(MATERIAL FOR THE TASK Opens)

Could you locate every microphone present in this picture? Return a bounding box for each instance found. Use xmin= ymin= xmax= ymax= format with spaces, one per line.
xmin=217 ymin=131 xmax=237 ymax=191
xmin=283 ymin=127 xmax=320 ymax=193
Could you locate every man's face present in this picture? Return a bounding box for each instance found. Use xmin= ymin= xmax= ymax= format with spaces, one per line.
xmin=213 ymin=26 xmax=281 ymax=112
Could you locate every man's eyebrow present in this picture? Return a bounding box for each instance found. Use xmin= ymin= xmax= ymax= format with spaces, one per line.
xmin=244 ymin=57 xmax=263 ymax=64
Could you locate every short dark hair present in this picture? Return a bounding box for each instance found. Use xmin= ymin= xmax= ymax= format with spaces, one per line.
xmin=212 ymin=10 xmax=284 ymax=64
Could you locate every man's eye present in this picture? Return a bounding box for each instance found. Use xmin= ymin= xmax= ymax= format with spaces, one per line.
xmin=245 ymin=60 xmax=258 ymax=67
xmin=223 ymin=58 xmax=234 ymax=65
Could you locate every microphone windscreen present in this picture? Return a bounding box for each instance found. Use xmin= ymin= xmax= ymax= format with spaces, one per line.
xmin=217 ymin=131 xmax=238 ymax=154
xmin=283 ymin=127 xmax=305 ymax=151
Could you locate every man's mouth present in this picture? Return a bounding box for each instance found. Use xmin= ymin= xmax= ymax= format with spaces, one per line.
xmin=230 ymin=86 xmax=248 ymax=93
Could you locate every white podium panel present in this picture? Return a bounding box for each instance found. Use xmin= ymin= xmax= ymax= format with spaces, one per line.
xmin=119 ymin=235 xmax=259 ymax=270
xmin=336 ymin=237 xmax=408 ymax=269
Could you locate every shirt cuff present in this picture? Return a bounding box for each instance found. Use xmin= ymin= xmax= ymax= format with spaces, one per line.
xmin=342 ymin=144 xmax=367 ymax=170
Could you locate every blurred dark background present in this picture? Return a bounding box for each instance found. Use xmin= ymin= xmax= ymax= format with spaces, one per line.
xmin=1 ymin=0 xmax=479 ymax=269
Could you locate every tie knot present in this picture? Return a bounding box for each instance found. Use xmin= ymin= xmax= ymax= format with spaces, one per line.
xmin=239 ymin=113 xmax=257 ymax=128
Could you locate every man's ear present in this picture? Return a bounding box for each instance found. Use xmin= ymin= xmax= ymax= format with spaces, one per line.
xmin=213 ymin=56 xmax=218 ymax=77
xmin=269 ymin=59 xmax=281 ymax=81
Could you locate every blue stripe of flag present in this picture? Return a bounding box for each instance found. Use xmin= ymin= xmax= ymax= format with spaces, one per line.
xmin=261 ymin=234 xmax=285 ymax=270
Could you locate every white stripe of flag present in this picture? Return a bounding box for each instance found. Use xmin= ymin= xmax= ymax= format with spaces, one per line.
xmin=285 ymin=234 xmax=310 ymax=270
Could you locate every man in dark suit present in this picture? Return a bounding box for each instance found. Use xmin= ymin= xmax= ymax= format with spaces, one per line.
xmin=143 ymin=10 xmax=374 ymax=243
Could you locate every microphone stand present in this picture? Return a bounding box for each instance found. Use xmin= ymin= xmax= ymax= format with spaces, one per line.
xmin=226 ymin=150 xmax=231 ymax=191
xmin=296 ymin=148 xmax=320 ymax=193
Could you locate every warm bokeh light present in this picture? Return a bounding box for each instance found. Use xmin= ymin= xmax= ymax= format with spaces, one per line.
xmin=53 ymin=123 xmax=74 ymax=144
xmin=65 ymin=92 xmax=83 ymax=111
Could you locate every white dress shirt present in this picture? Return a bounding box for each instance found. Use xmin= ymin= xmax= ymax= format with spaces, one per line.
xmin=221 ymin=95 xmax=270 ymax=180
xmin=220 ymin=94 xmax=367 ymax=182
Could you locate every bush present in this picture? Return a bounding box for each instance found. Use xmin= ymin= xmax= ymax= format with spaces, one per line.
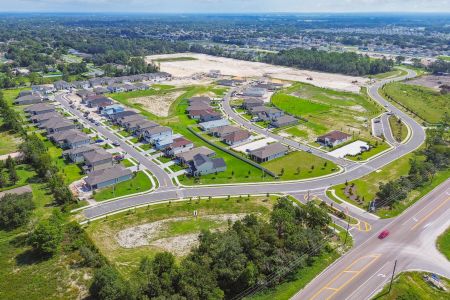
xmin=28 ymin=212 xmax=64 ymax=256
xmin=0 ymin=192 xmax=34 ymax=229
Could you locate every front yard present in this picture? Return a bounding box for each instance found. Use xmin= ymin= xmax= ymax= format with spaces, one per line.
xmin=93 ymin=171 xmax=152 ymax=201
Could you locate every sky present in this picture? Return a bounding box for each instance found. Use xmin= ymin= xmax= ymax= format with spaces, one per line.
xmin=0 ymin=0 xmax=449 ymax=13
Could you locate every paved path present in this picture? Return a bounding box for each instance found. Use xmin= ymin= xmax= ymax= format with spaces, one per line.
xmin=0 ymin=185 xmax=32 ymax=199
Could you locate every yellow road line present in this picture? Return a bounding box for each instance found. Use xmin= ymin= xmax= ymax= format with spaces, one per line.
xmin=411 ymin=197 xmax=449 ymax=230
xmin=309 ymin=255 xmax=380 ymax=300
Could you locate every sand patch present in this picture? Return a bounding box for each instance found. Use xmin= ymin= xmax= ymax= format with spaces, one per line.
xmin=347 ymin=105 xmax=367 ymax=113
xmin=129 ymin=90 xmax=185 ymax=117
xmin=116 ymin=213 xmax=248 ymax=255
xmin=147 ymin=53 xmax=368 ymax=93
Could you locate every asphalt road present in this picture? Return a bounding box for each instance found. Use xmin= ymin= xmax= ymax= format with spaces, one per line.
xmin=57 ymin=93 xmax=175 ymax=189
xmin=80 ymin=69 xmax=426 ymax=220
xmin=292 ymin=179 xmax=450 ymax=300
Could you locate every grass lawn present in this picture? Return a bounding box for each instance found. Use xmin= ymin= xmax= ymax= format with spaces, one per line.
xmin=0 ymin=128 xmax=20 ymax=155
xmin=346 ymin=141 xmax=391 ymax=161
xmin=0 ymin=183 xmax=92 ymax=300
xmin=388 ymin=115 xmax=408 ymax=143
xmin=437 ymin=227 xmax=450 ymax=261
xmin=0 ymin=164 xmax=36 ymax=192
xmin=139 ymin=143 xmax=152 ymax=151
xmin=129 ymin=137 xmax=140 ymax=144
xmin=121 ymin=159 xmax=135 ymax=168
xmin=370 ymin=68 xmax=407 ymax=79
xmin=102 ymin=143 xmax=113 ymax=150
xmin=93 ymin=171 xmax=152 ymax=201
xmin=157 ymin=155 xmax=173 ymax=163
xmin=382 ymin=82 xmax=450 ymax=124
xmin=372 ymin=272 xmax=450 ymax=300
xmin=169 ymin=163 xmax=185 ymax=173
xmin=118 ymin=130 xmax=131 ymax=137
xmin=261 ymin=151 xmax=338 ymax=180
xmin=333 ymin=147 xmax=450 ymax=218
xmin=152 ymin=84 xmax=176 ymax=90
xmin=84 ymin=195 xmax=277 ymax=277
xmin=437 ymin=55 xmax=450 ymax=62
xmin=81 ymin=127 xmax=93 ymax=134
xmin=272 ymin=83 xmax=382 ymax=143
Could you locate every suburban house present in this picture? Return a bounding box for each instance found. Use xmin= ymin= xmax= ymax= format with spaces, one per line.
xmin=249 ymin=142 xmax=288 ymax=163
xmin=82 ymin=148 xmax=113 ymax=173
xmin=248 ymin=106 xmax=268 ymax=116
xmin=165 ymin=137 xmax=194 ymax=156
xmin=110 ymin=111 xmax=138 ymax=123
xmin=134 ymin=82 xmax=150 ymax=90
xmin=30 ymin=112 xmax=60 ymax=124
xmin=93 ymin=87 xmax=109 ymax=95
xmin=199 ymin=110 xmax=222 ymax=122
xmin=209 ymin=125 xmax=241 ymax=137
xmin=143 ymin=126 xmax=173 ymax=143
xmin=242 ymin=98 xmax=264 ymax=109
xmin=24 ymin=103 xmax=55 ymax=115
xmin=86 ymin=97 xmax=113 ymax=108
xmin=188 ymin=108 xmax=215 ymax=120
xmin=32 ymin=84 xmax=56 ymax=95
xmin=188 ymin=154 xmax=226 ymax=176
xmin=175 ymin=146 xmax=215 ymax=165
xmin=63 ymin=145 xmax=99 ymax=163
xmin=254 ymin=83 xmax=284 ymax=91
xmin=14 ymin=94 xmax=43 ymax=105
xmin=259 ymin=108 xmax=284 ymax=121
xmin=124 ymin=118 xmax=149 ymax=133
xmin=135 ymin=120 xmax=158 ymax=136
xmin=76 ymin=89 xmax=96 ymax=100
xmin=187 ymin=102 xmax=211 ymax=111
xmin=189 ymin=96 xmax=211 ymax=105
xmin=71 ymin=81 xmax=90 ymax=90
xmin=271 ymin=115 xmax=298 ymax=128
xmin=154 ymin=136 xmax=174 ymax=150
xmin=317 ymin=131 xmax=352 ymax=147
xmin=107 ymin=83 xmax=126 ymax=93
xmin=53 ymin=80 xmax=71 ymax=90
xmin=100 ymin=104 xmax=125 ymax=116
xmin=242 ymin=87 xmax=267 ymax=98
xmin=40 ymin=117 xmax=76 ymax=134
xmin=117 ymin=114 xmax=145 ymax=127
xmin=48 ymin=129 xmax=91 ymax=149
xmin=84 ymin=165 xmax=133 ymax=190
xmin=216 ymin=79 xmax=244 ymax=87
xmin=222 ymin=129 xmax=251 ymax=146
xmin=199 ymin=119 xmax=230 ymax=131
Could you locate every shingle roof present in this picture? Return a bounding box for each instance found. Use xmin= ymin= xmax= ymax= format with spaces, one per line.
xmin=24 ymin=103 xmax=54 ymax=113
xmin=144 ymin=126 xmax=172 ymax=135
xmin=63 ymin=144 xmax=99 ymax=156
xmin=317 ymin=130 xmax=351 ymax=142
xmin=223 ymin=129 xmax=251 ymax=143
xmin=49 ymin=129 xmax=89 ymax=143
xmin=176 ymin=146 xmax=215 ymax=162
xmin=249 ymin=142 xmax=288 ymax=159
xmin=82 ymin=148 xmax=111 ymax=164
xmin=169 ymin=137 xmax=192 ymax=149
xmin=85 ymin=165 xmax=132 ymax=186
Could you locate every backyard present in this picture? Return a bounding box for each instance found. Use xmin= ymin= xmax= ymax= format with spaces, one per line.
xmin=272 ymin=83 xmax=383 ymax=143
xmin=381 ymin=82 xmax=450 ymax=124
xmin=93 ymin=171 xmax=152 ymax=201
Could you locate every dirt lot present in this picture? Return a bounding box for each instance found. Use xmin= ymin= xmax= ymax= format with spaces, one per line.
xmin=406 ymin=75 xmax=450 ymax=90
xmin=147 ymin=53 xmax=368 ymax=93
xmin=129 ymin=90 xmax=185 ymax=117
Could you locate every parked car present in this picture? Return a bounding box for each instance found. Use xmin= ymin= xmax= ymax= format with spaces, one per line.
xmin=378 ymin=229 xmax=390 ymax=239
xmin=113 ymin=141 xmax=120 ymax=147
xmin=95 ymin=139 xmax=104 ymax=143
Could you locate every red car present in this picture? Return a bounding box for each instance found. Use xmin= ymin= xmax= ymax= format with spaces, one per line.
xmin=378 ymin=230 xmax=390 ymax=239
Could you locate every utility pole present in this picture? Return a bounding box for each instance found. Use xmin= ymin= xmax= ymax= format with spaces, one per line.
xmin=388 ymin=260 xmax=398 ymax=293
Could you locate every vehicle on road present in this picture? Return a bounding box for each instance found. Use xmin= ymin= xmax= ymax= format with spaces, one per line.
xmin=95 ymin=139 xmax=104 ymax=143
xmin=113 ymin=141 xmax=120 ymax=146
xmin=378 ymin=229 xmax=390 ymax=239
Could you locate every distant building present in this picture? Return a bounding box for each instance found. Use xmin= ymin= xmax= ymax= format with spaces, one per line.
xmin=242 ymin=98 xmax=264 ymax=110
xmin=317 ymin=130 xmax=352 ymax=147
xmin=63 ymin=145 xmax=99 ymax=163
xmin=53 ymin=80 xmax=71 ymax=91
xmin=48 ymin=130 xmax=91 ymax=149
xmin=14 ymin=94 xmax=43 ymax=105
xmin=242 ymin=87 xmax=267 ymax=98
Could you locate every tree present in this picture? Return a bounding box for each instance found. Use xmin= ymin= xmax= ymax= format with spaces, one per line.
xmin=0 ymin=192 xmax=34 ymax=229
xmin=28 ymin=212 xmax=64 ymax=256
xmin=90 ymin=266 xmax=129 ymax=300
xmin=0 ymin=171 xmax=7 ymax=188
xmin=8 ymin=166 xmax=19 ymax=185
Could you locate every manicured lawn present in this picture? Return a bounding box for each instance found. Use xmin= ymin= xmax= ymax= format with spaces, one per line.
xmin=437 ymin=227 xmax=450 ymax=261
xmin=139 ymin=143 xmax=152 ymax=150
xmin=389 ymin=115 xmax=408 ymax=143
xmin=121 ymin=159 xmax=135 ymax=168
xmin=346 ymin=141 xmax=391 ymax=161
xmin=272 ymin=83 xmax=382 ymax=143
xmin=382 ymin=82 xmax=450 ymax=124
xmin=84 ymin=195 xmax=277 ymax=277
xmin=372 ymin=272 xmax=450 ymax=300
xmin=93 ymin=171 xmax=152 ymax=201
xmin=102 ymin=143 xmax=113 ymax=149
xmin=130 ymin=137 xmax=140 ymax=144
xmin=81 ymin=127 xmax=93 ymax=134
xmin=157 ymin=155 xmax=173 ymax=163
xmin=169 ymin=163 xmax=185 ymax=172
xmin=285 ymin=126 xmax=309 ymax=139
xmin=118 ymin=130 xmax=131 ymax=137
xmin=261 ymin=151 xmax=338 ymax=180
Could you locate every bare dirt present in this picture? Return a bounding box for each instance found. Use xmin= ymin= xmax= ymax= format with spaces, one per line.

(MATERIAL FOR THE TASK Closes)

_TASK PROMPT_
Repeat precisely the lines of the data starting at the one containing "Could you locate every tree", last line included.

_ANSWER_
Could you locate every tree present in this picture? Return a bounding box for each instance found. Use xmin= ymin= xmax= ymax= format with spaces, one per line.
xmin=0 ymin=192 xmax=34 ymax=229
xmin=28 ymin=212 xmax=64 ymax=256
xmin=90 ymin=266 xmax=129 ymax=300
xmin=0 ymin=171 xmax=7 ymax=188
xmin=8 ymin=166 xmax=19 ymax=185
Could you locate every manicured lawn present in this picture? Return a bounding box for each instance found. Use xmin= ymin= xmax= ymax= format with spaces, one per line.
xmin=437 ymin=227 xmax=450 ymax=261
xmin=139 ymin=143 xmax=152 ymax=150
xmin=389 ymin=115 xmax=408 ymax=143
xmin=121 ymin=159 xmax=135 ymax=168
xmin=346 ymin=141 xmax=391 ymax=161
xmin=272 ymin=83 xmax=382 ymax=143
xmin=382 ymin=82 xmax=450 ymax=124
xmin=84 ymin=195 xmax=277 ymax=277
xmin=372 ymin=272 xmax=450 ymax=300
xmin=93 ymin=171 xmax=152 ymax=201
xmin=102 ymin=143 xmax=113 ymax=149
xmin=130 ymin=137 xmax=140 ymax=144
xmin=81 ymin=127 xmax=93 ymax=134
xmin=157 ymin=155 xmax=173 ymax=163
xmin=169 ymin=163 xmax=185 ymax=172
xmin=285 ymin=126 xmax=309 ymax=139
xmin=118 ymin=130 xmax=131 ymax=137
xmin=261 ymin=151 xmax=338 ymax=180
Could you locate every bare dirt present in this picture? Return a bounding box for each instance found. Use xmin= ymin= xmax= ymax= format with spaces, one per line.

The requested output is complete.